[Saved data entries]
----
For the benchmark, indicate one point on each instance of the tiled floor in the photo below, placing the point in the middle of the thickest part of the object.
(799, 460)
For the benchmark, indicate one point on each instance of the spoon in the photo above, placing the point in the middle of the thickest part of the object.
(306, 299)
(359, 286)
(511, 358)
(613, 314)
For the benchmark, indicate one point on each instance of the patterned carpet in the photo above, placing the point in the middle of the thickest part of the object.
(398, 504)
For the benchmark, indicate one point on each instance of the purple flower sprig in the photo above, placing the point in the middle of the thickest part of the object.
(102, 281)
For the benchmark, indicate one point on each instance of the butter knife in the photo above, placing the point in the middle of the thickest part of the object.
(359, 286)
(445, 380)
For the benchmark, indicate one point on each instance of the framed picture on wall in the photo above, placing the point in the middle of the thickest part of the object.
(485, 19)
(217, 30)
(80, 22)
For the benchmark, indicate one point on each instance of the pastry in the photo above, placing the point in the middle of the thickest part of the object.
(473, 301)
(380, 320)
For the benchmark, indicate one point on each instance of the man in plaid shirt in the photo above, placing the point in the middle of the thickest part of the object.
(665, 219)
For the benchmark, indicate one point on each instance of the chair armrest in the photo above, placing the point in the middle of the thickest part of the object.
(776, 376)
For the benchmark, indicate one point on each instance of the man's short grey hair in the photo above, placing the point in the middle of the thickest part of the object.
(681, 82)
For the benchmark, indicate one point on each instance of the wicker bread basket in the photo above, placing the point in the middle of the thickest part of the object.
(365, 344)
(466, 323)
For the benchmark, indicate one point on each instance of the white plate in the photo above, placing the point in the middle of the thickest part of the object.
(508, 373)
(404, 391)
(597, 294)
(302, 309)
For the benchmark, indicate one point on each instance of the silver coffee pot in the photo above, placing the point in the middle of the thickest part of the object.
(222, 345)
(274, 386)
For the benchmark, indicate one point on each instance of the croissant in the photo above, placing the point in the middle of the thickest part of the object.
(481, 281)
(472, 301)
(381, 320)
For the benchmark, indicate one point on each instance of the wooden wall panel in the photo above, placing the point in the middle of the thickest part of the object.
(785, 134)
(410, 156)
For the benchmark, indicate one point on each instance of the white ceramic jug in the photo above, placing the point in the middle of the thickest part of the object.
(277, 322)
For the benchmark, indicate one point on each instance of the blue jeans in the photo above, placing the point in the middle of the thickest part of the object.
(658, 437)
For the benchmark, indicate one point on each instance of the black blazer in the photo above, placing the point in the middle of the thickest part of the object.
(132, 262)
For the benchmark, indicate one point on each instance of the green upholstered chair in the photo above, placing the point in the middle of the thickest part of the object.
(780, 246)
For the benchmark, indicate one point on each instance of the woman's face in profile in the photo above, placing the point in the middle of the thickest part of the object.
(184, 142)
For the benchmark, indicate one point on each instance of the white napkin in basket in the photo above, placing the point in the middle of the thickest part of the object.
----
■ To do ■
Rewrite the records above with "thickest part" changed to "widest part" everywhere it occurs, leaving everything else the same.

■ Exercise answer ■
For the benchmark, indicate one point on each instance of the tiled floor in the photo below, placing the point in the middle of the widest part of the object.
(799, 460)
For the benchmark, indicate one point on each instance of the spoon in the photo above, placing the point in the middle of the widest part of the object.
(306, 299)
(359, 286)
(511, 358)
(613, 314)
For the benchmark, indicate one point on each instance of the patterned carpet in the photo above, placing the point in the middle of the widest part of the object.
(398, 504)
For the benchmark, indicate one point on each instance of the purple flower sprig in the photo above, placing the point in the middle of the widest part of the object.
(102, 281)
For the benchmark, indicate one point on each instance of the butter knife in the photo above, placing the point in the middle of the widest part of the object.
(359, 286)
(445, 380)
For the benchmark, indicate one point on each instance of the framed picture on wall in the photo above, placing the point in the middle of the widest part of the object.
(485, 19)
(217, 30)
(80, 22)
For the benchmark, indicate one point on each instance of the pastry in the photo above, placing the point in the middle of the widest part of the object.
(473, 301)
(380, 320)
For the benchmark, indicate one point on each instance of the man in plaid shirt in the photo above, placing the point in the middle of the widest part of the object.
(665, 219)
For the benchmark, indicate one point on each instance of the chair armrest in the photo above, placing the point in the middle of the widest part of the object.
(776, 376)
For the benchmark, indicate one point on each instance of the man's short grey hair in the photo above, placing the point in the middle of the widest part of the object.
(681, 82)
For the benchmark, indicate one point on each instance of the wicker bread basket in the photo above, placing the point in the middle of the widest part of the object.
(365, 344)
(466, 323)
For the benchmark, indicate one point on each instance of the white plate in the photo above, placing the point in the middle of the widest part of the object.
(508, 373)
(404, 391)
(597, 294)
(302, 309)
For the benchmark, indicate one point on each instance of the silver coffee pot in the photo above, placing the point in the middle of the widest part of the object.
(222, 345)
(274, 386)
For the benchmark, indicate one point on each instance of the croissant in the photo above, placing the point in the middle of the widest part of the object.
(481, 281)
(472, 301)
(381, 320)
For the benchmark, indicate one point on each instance of the wooden wall panel in the photo above, placing the point in the middle of the widest part of the object.
(785, 134)
(410, 156)
For the benchmark, indicate one point on each instance of the white ceramic jug in the photo above, placing the point in the middle of the widest part of the object.
(277, 322)
For the benchmark, indicate one point on each instance of the blue jeans in the photo above, placing the point in the middle of the widest part of the object.
(658, 437)
For the benchmark, indicate one point on each instance of the black blazer in the photo above, placing the point in the middle of the widest part of the object.
(132, 262)
For the benchmark, indicate one point on each instance of the green upholstered chair in the photo above, placing the point in the middle of the widest part of the object.
(780, 246)
For the benchmark, indicate one point on each instance of the woman's face in profile in the photo above, placing the point in the middle of the widest part of the object.
(184, 142)
For the benchmark, indicate one point on each instance of the white napkin in basket in the photo above, placing the point in the middle of the widest part of the object.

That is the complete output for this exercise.